--- start ---
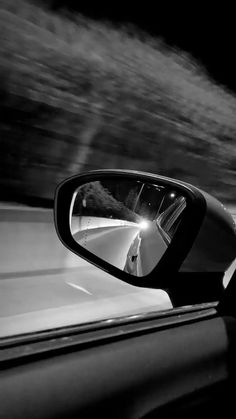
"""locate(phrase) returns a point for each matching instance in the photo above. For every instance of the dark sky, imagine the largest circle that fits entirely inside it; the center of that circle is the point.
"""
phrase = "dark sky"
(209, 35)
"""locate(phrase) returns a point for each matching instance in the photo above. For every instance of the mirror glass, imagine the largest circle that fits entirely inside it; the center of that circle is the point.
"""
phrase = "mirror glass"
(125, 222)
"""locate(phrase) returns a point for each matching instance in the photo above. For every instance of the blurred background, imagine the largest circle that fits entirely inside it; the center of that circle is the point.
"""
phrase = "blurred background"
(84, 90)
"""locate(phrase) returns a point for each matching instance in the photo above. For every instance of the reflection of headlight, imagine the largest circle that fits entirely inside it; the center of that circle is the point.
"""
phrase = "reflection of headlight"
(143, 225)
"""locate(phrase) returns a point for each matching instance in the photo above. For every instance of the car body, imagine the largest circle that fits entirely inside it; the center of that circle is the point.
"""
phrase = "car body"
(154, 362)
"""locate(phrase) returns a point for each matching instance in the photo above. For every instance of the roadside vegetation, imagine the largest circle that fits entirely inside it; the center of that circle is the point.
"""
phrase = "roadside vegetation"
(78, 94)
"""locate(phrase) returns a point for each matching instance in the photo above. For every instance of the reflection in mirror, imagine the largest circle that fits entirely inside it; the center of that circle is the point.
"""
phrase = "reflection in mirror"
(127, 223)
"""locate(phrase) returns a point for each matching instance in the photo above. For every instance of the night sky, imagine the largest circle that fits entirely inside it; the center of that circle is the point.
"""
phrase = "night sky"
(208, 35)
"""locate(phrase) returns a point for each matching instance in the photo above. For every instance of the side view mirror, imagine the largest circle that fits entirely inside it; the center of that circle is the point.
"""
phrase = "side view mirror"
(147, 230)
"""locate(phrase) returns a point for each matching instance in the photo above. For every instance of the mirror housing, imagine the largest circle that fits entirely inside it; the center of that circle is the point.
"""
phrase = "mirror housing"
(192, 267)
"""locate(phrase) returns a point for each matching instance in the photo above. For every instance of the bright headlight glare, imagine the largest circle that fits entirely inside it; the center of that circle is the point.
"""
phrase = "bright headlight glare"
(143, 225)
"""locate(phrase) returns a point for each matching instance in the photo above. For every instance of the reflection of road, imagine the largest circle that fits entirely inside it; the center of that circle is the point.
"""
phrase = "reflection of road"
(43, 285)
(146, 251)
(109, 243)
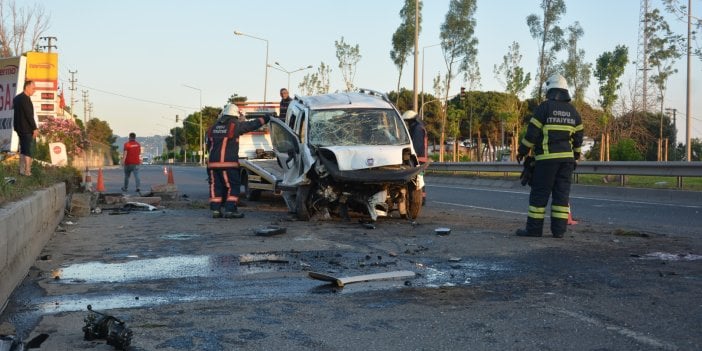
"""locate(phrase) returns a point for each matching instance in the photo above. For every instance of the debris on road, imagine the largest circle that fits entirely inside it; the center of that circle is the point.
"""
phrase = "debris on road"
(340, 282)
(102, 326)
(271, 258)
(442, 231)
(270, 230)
--- end ---
--- start ---
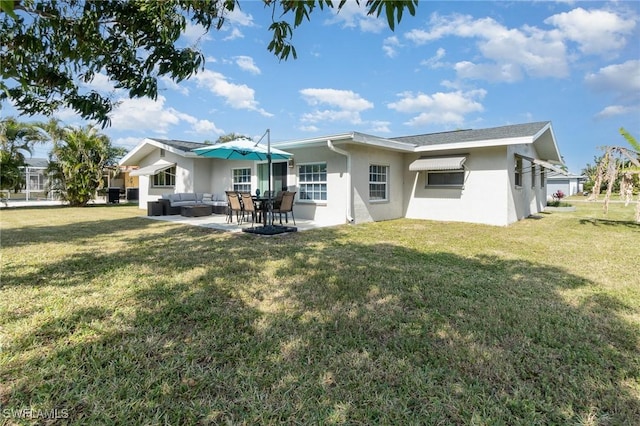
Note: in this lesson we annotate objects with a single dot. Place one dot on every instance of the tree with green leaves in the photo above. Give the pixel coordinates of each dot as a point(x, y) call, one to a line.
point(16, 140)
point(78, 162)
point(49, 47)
--- end ---
--- start ---
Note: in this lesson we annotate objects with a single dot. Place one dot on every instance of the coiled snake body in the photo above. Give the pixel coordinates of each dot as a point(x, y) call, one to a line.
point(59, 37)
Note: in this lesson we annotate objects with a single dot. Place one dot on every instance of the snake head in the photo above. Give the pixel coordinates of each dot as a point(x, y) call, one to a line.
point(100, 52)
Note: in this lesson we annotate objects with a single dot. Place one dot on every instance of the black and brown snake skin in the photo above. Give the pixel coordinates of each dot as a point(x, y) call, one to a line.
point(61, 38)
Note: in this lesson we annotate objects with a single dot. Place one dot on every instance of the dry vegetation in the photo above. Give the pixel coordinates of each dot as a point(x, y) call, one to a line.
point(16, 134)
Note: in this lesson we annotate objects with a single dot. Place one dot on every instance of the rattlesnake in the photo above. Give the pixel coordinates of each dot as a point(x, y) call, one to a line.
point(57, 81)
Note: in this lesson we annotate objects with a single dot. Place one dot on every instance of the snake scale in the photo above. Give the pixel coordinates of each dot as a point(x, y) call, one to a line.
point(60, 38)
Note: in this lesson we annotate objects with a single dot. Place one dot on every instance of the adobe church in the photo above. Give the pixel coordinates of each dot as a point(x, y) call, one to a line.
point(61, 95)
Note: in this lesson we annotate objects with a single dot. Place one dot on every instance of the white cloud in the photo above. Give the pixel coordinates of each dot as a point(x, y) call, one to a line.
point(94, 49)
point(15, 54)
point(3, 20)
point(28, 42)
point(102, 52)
--- end ---
» **Goal of the exercise**
Convert the rows running from the line that contains "of the adobe" down to the line that contains "point(61, 95)", both included, into a Markdown table with the columns Line No. and Content, numbering each line and leaving out blank lines.

» **Answer to the exercise**
| Line No. | Content |
|---|---|
| 1 | Note: in this lesson we annotate objects with a single dot. Place one dot on every instance of the adobe church in the photo above. Give the pixel coordinates of each dot as a point(x, y) call, one to a line. |
| 2 | point(61, 95) |